# PEKERJAAN YANG DIMINTA
(a) Salin dengan tepat bagian teks tentang tasawuf di ruang publik dari "Secara terbuka, perselisihan" sampai "nyaman bagi individu.".
(b) Teruskan tulisan tentang tasawuf dan pertentangan nilai di ruang publik dengan bagian berikutnya, dimulai sesudah kalimat terakhir yang tertera.

# KUTIPAN HALAMAN

(Sumber : Iqra.id)

Tasawuf dan Pertentangan Nilai di Ruang Publik

Riset Agama

Artikel berjudul “Sifism and the Contention of Value in the Public Space” merupakan karya Abdul Kadir Riyadi, Ika Yunia Fauzia, Khoirul Umami dan Andi Suwarko. Tulisan ini terbit di Jurnal Tasawuf dan Pemikiran Islam: Teosofi tahun 2022. Penelitian ini membahas masalah perebutan nilai di ruang publik, khususnya dengan memperhatikan bagaimana nilai tasawuf dapat terlibat di dalamnya. Di satu sisi muncul anggapan bahwa ruang publik hanya dapat muncul karena adanya settingan dari Barat dengan nilai rasional dan kritisnya. Di sisi lain, adanya anggapan bahwa ruang publik Islam yang dapat menjadi medan perang di mana nilai agama menjadi korban. Selain itu, penelitian ini didasarkan pada empat premis yakni 1) ruang publik adalah tempat nilai dan bukan sekadar wacana persaiangan satu sama lain; 2) Islam dihadirkan dalam rua cara dalam ruang publik yakni bersifat integrative dan disintegrasi; 3) tasawuf dihadapkan pada dilemma antara menjauhkan diri dari ruang publik untuk mempertahankan ontologisnya, atau terlibat namun beresiko “kalah dalam pertempuran”; 4) tasawuf memiliki pilihan ketiga yakni terlibat secara parsial di ruang publik dengan cara berafiliasi dengan pihak lain seperti pemerintah atau organisasi sosial. Terdapat empat sub bab dalam penelitian ini. Pertama, pendahuluan. Kedua, ruang publik dan pertentangan nilai. Ketiga, dua wajah Islam di ruang publik. Keempat, tasawuf: nilai keheningan di ruang publik. 

  

Pendahuluan

  

Secara terbuka, perselisihan soal nilai telah menjadi ciri masyarakat modern. Fakta bahwa sebagian besar masyarakat modern adalah demokratis, egaliter, dan mendukung media bebas termasuk sosial adalah alasan mengapa masyarakat rentan terhadap pertentangan nilai. Perselisihan sangat umum terjadi di ruang publik karena menjadi titik konvergensi yang nyaman bagi individu. 

  

Ruang publik adalah tempat terjadinya pertikaian nilai dan bukan hanya wacana. Setiap orang bebas mengekspresikan pandangannya, di mana setiap orang memiliki akses informasi yang sama. Terdapat tiga bentuk ruang publik yang mudah diamati yakni budaya, politik dan agama. Agama diasumsikan sebagai komoditas atau bahkan objek perdebatan. Sementara itu, umat beragama adalah subjek yang menggunakan ruang publik baik untuk mengekspresikan religiusitasnya maupun mencela bentuk ekspresi keagamaan lainnya.

# DATA YANG DIBERIKAN
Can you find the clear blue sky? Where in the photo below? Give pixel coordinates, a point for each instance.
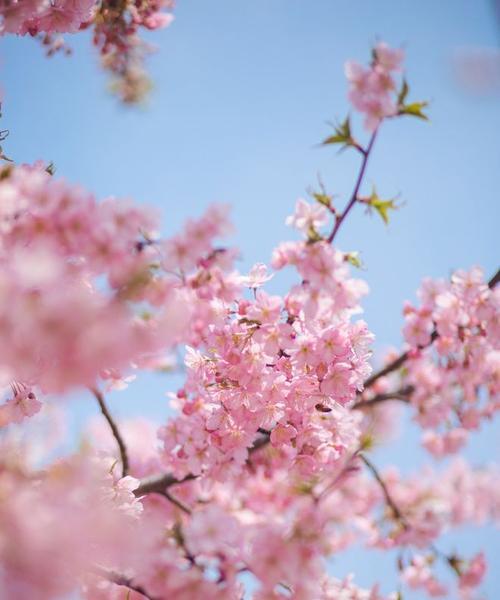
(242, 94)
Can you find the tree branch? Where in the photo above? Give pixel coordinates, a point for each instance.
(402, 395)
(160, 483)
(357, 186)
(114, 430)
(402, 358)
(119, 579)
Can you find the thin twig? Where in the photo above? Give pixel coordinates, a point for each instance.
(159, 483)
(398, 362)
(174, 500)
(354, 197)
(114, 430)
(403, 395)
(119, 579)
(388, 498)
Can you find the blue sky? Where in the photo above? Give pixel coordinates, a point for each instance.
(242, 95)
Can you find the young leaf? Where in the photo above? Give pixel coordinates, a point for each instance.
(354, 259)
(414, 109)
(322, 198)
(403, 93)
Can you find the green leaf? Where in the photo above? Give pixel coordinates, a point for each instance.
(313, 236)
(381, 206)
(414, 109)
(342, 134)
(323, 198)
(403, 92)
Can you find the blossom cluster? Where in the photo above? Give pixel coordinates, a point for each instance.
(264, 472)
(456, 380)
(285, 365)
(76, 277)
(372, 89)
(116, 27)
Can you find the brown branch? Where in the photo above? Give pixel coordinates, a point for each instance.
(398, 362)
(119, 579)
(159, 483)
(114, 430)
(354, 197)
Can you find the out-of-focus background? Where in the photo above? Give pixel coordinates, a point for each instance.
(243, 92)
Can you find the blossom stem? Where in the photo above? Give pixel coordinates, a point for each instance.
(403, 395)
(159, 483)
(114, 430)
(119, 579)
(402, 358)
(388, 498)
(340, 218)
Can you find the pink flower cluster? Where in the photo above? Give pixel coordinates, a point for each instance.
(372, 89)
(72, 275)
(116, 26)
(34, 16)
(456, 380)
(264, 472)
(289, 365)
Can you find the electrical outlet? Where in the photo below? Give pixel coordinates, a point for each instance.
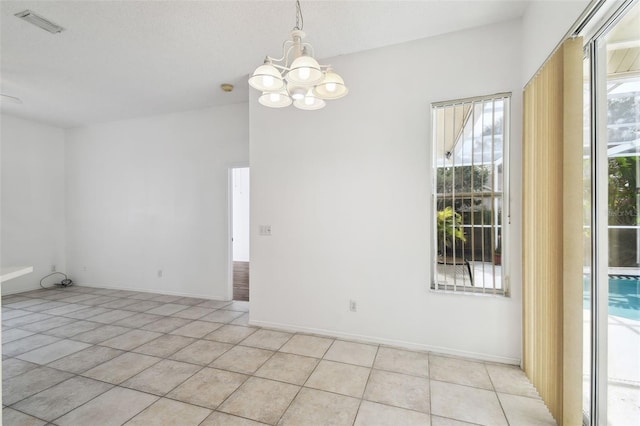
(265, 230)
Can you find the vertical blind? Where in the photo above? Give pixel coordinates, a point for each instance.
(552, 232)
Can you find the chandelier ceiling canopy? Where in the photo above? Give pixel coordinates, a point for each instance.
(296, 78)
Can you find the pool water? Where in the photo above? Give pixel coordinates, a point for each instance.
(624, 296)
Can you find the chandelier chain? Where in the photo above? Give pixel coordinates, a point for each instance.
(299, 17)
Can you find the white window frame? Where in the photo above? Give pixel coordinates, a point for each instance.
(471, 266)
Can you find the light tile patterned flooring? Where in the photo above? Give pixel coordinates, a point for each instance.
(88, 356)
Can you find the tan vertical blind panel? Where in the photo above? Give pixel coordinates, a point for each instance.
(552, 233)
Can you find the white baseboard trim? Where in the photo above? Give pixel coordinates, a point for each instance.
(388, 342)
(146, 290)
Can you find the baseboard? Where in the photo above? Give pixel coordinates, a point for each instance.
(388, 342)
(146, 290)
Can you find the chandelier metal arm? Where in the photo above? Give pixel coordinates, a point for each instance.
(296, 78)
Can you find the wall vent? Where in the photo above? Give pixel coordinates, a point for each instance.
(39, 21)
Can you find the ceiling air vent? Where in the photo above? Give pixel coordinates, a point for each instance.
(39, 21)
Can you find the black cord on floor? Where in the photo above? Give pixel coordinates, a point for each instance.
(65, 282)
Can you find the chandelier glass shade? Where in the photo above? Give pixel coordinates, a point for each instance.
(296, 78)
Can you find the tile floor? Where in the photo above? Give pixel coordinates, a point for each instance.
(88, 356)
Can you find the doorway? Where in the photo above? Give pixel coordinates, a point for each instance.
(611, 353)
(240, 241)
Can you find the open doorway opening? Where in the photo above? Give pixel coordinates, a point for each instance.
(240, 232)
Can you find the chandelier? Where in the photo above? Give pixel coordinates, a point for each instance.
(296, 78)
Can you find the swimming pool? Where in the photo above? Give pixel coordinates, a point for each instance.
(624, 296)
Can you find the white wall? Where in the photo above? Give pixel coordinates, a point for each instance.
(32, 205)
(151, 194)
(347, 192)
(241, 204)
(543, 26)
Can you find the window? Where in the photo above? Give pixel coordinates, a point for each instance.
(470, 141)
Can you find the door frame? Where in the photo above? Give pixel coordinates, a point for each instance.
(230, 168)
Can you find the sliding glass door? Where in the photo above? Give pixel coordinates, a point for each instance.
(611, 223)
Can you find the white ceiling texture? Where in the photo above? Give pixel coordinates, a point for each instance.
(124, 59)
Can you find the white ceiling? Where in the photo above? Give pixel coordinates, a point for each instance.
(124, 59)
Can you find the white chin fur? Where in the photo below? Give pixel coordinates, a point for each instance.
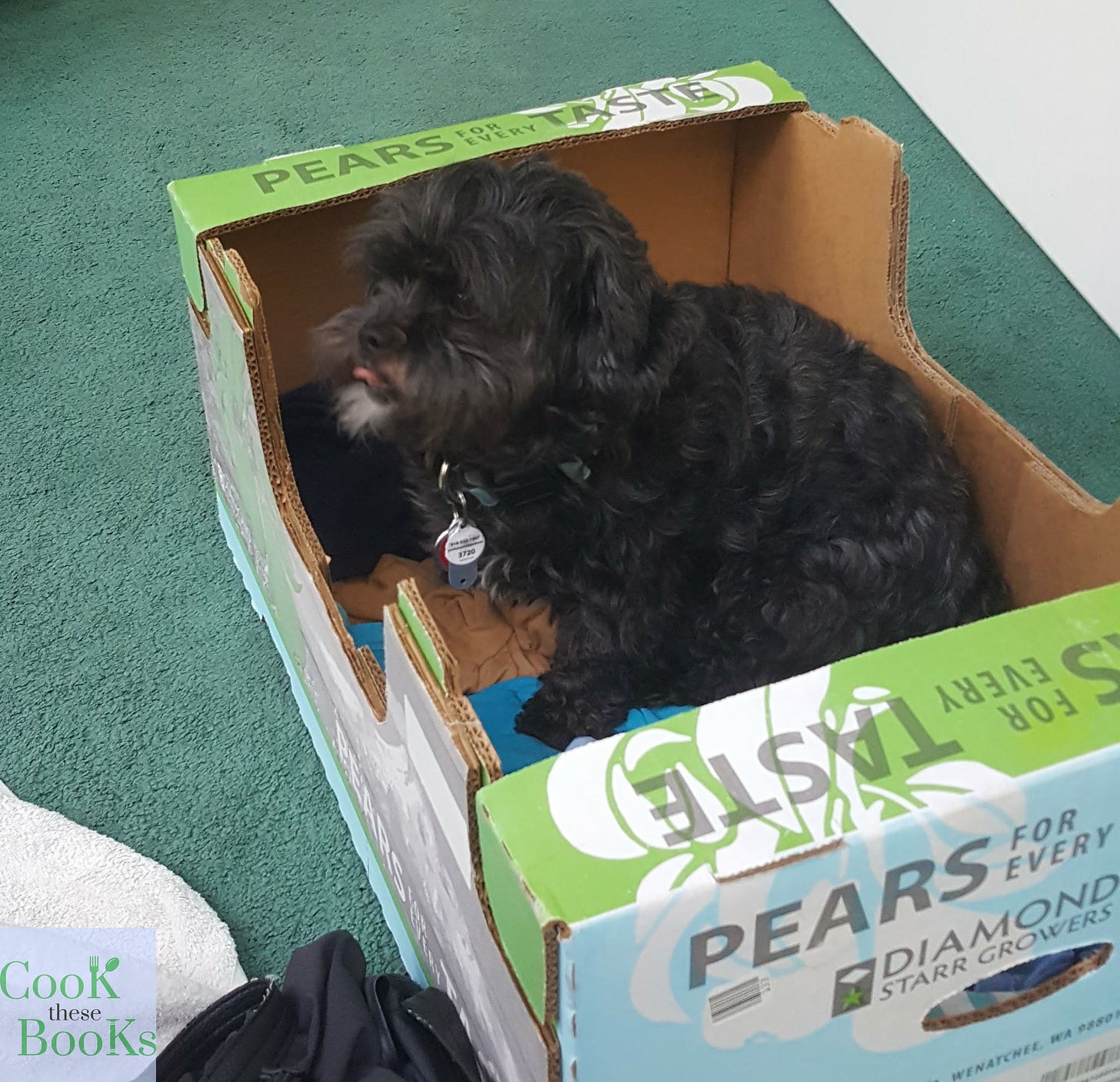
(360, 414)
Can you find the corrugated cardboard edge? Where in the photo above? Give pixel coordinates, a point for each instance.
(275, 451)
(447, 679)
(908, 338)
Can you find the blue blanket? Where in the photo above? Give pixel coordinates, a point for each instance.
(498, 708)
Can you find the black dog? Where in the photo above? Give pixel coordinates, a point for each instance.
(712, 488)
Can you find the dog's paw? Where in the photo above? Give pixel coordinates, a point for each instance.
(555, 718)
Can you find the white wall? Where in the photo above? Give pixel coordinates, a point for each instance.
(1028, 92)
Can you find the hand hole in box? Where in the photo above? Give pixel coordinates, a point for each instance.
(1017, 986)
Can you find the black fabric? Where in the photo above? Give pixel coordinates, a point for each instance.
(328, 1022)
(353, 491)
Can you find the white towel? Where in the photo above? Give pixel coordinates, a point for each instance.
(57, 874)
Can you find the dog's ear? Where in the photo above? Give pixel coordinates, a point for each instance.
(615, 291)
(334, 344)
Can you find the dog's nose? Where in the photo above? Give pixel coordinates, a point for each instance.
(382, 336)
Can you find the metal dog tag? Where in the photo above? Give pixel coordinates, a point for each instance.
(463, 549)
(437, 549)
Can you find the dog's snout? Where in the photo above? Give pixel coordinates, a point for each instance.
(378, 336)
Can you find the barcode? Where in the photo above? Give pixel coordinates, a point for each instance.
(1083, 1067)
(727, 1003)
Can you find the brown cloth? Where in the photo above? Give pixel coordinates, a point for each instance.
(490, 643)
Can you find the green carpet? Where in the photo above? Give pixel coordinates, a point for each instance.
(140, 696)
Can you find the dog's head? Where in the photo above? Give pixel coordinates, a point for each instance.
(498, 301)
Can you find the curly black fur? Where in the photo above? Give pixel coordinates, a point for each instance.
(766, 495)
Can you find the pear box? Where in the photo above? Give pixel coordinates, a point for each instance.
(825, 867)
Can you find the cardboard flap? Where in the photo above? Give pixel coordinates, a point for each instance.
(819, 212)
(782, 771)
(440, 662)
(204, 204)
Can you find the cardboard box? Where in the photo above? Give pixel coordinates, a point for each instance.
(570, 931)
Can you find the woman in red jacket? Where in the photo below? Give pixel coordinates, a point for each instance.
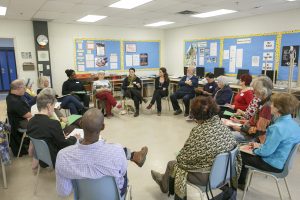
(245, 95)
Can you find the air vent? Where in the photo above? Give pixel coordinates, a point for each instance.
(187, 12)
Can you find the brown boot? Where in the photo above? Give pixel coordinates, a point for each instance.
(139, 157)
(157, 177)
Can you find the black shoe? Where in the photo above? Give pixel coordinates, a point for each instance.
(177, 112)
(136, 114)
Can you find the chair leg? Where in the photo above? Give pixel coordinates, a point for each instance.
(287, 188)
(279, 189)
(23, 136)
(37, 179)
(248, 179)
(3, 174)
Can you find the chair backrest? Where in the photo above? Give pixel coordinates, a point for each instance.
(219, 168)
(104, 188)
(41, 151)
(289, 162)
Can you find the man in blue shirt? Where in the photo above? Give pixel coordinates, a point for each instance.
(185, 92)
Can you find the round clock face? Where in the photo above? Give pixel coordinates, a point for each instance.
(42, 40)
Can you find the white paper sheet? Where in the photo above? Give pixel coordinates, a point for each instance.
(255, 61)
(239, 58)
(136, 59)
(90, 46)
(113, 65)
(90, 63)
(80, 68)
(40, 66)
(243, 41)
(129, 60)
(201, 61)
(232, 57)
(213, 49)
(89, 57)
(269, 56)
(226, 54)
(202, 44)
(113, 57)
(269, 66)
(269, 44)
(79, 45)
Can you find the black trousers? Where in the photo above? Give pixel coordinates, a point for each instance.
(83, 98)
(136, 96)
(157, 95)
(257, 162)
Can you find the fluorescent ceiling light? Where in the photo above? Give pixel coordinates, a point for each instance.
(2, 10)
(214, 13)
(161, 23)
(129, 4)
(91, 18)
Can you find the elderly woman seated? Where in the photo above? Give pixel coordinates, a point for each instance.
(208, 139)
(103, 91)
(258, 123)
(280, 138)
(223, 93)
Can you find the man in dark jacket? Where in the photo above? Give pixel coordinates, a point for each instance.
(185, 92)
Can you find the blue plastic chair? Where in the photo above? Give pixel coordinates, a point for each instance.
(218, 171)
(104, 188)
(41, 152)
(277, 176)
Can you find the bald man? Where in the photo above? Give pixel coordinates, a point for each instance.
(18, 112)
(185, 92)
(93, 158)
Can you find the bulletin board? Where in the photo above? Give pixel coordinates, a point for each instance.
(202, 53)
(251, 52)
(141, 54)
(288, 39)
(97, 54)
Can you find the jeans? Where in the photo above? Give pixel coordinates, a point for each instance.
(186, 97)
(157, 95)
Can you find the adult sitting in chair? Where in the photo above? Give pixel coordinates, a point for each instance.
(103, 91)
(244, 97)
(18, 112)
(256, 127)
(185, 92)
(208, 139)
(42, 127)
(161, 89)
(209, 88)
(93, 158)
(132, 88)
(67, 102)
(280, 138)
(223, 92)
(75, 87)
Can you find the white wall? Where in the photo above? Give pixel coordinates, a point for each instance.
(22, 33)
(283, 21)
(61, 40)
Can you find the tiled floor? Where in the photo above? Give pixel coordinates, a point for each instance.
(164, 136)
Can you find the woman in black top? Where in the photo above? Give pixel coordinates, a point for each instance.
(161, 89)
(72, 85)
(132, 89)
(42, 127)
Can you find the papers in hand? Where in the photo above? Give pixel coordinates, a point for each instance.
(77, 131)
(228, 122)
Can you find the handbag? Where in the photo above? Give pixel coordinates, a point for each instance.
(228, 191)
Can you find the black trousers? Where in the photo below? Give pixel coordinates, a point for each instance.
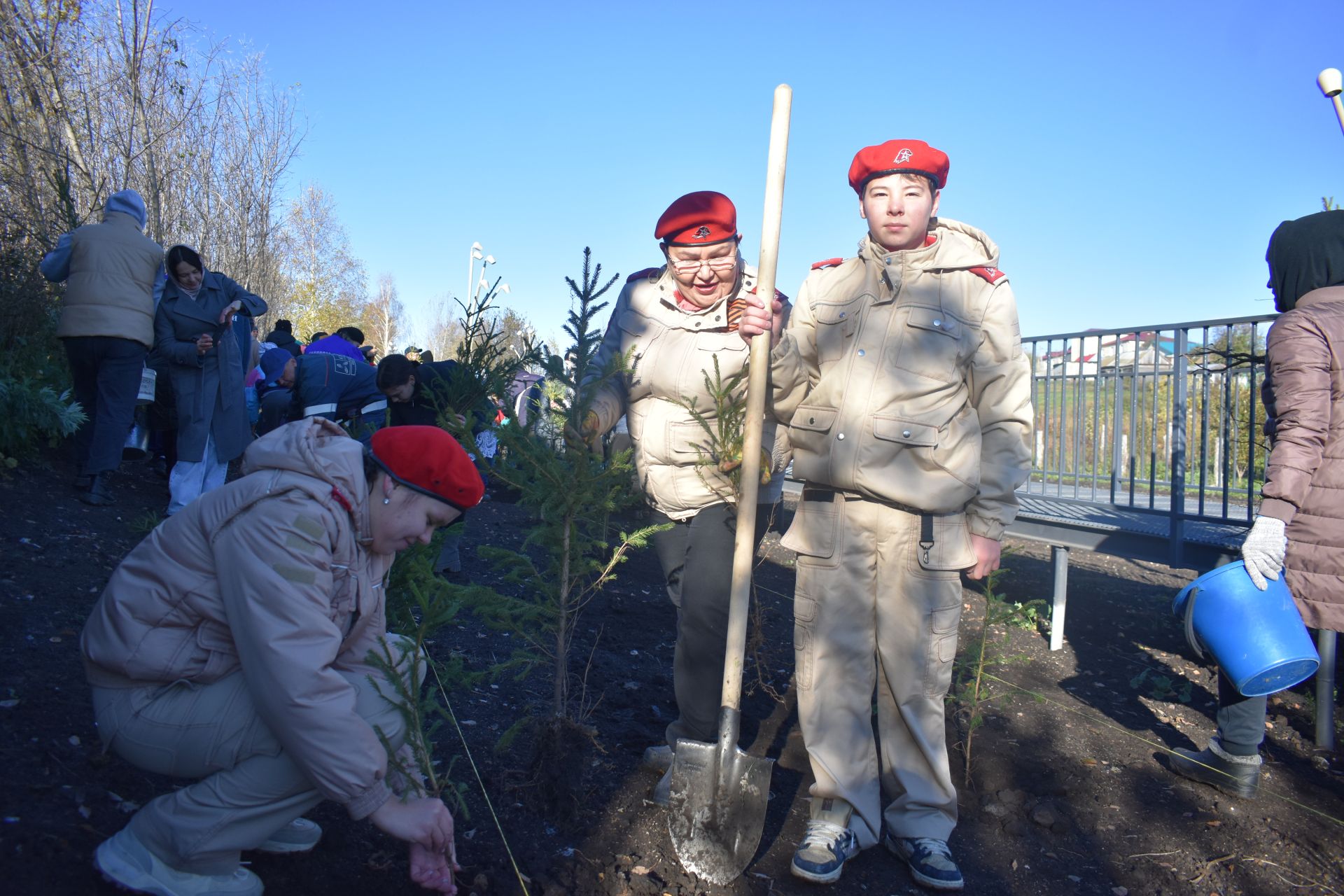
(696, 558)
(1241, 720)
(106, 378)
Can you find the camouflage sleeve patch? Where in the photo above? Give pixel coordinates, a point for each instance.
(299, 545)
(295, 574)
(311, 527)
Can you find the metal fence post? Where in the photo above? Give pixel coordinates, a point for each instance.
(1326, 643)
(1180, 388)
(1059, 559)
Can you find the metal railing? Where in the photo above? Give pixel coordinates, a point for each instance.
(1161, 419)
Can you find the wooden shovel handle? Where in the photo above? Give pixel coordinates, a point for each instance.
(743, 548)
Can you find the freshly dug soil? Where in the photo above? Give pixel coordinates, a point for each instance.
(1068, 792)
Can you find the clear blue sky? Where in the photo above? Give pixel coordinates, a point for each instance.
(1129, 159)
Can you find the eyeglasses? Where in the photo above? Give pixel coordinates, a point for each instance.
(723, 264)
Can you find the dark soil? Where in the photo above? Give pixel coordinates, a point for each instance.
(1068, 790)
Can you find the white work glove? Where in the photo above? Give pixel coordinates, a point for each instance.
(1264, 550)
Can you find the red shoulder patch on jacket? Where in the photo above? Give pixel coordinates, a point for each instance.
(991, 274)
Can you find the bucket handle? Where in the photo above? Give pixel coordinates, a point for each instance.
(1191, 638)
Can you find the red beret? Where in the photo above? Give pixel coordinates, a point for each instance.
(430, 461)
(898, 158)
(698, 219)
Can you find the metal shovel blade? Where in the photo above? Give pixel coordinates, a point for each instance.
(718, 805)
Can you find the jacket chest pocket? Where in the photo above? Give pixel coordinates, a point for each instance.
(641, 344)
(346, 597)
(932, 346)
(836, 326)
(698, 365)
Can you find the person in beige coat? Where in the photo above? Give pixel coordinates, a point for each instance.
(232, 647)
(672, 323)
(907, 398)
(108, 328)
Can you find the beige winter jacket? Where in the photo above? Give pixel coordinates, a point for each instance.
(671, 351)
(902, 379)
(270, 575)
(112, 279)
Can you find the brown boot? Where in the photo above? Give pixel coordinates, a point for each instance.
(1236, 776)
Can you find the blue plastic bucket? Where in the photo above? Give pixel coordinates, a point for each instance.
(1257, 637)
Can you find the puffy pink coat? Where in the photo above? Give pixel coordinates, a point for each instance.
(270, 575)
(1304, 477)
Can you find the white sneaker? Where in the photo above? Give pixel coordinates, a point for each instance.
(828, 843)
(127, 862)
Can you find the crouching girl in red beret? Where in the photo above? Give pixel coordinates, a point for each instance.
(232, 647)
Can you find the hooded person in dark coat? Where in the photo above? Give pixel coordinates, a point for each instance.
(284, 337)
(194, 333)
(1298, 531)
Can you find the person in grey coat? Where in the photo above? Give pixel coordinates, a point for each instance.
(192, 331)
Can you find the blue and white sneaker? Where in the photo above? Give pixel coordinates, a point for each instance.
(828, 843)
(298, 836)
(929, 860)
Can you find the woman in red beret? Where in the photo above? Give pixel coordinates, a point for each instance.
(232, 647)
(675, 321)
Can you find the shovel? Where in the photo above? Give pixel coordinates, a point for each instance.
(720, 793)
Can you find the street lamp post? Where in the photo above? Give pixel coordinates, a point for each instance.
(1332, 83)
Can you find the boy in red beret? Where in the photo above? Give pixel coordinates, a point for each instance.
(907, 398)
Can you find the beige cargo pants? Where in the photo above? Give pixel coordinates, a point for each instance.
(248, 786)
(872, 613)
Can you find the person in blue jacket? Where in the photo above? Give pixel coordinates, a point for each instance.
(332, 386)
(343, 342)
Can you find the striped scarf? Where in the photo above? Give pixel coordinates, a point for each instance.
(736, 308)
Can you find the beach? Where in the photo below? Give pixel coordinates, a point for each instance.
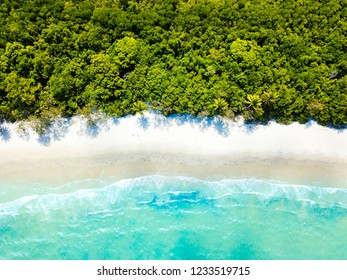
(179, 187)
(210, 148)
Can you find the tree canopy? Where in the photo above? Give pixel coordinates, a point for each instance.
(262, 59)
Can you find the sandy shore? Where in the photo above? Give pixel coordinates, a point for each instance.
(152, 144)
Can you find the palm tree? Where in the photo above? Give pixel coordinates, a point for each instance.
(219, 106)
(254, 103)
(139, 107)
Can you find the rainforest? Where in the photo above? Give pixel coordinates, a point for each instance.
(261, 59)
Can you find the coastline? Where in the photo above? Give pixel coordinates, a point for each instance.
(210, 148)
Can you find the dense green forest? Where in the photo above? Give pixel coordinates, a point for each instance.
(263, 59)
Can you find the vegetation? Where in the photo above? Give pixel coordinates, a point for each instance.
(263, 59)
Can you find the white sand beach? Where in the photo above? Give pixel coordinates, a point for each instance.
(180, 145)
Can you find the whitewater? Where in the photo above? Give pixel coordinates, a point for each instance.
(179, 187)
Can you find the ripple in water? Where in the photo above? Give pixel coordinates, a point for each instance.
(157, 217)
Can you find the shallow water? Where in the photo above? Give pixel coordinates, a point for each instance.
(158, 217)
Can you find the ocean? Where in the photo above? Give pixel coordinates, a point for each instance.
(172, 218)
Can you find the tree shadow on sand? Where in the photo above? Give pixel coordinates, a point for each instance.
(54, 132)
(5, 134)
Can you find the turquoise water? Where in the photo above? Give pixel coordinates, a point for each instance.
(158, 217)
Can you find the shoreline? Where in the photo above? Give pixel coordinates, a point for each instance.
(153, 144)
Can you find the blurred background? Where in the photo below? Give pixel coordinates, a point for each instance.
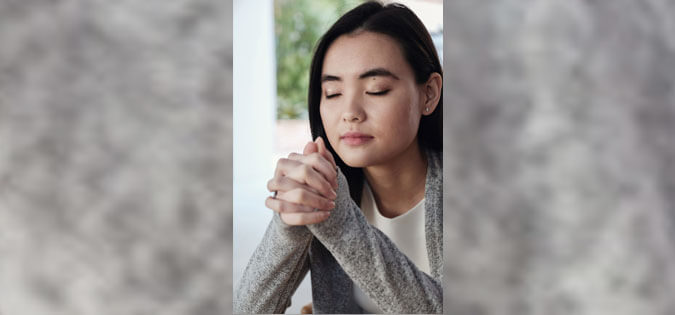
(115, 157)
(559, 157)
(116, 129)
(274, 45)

# HASIL TIAP TUGAS
(a)
Secara terbuka, perselisihan soal nilai telah menjadi ciri masyarakat modern. Fakta bahwa sebagian besar masyarakat modern adalah demokratis, egaliter, dan mendukung media bebas termasuk sosial adalah alasan mengapa masyarakat rentan terhadap pertentangan nilai. Perselisihan sangat umum terjadi di ruang publik karena menjadi titik konvergensi yang nyaman bagi individu.

(b)
  

Ruang Publik dan Pertentangan Nilai

  

Ruang publik diartikan sebagai ruang kehidupan sosial di mana seseorang bebas bertemu, berinteraksi dan berbagi gagasan bahkkan perasaan dalam proses yang mengarah pada perebutan nulai. Setiap orang memiliki akses yang sama terhadap informasi dan pengetahuan, sebagaimana setiap orang memiliki oroeitas sama untuk mengungkapkan pandangannya. Percakapan bebas adalah salah satu cirinya. Standar moral tidak dapat ditetapkan dengan baik. Satu-satunya “e-tiket” yang dapat ditemukan adalah rasa pengendalian diri. 

  

Islam telah menciptakan bentuk ruang publik yang unik dan menekankan pada nilai sebagai basis interaksi sosial berdasarkan standar dan kualifikasinya sendiri. Islam bukan agama pribadi. Pada ranah politik, Islam menampilkan diri sebagai bentuk pemerintahan alternatif, sedangkan dalam ranah ekonomi membawa standar moral dalam menangani kekayaan, kesejahteraan, bahkan keadilan.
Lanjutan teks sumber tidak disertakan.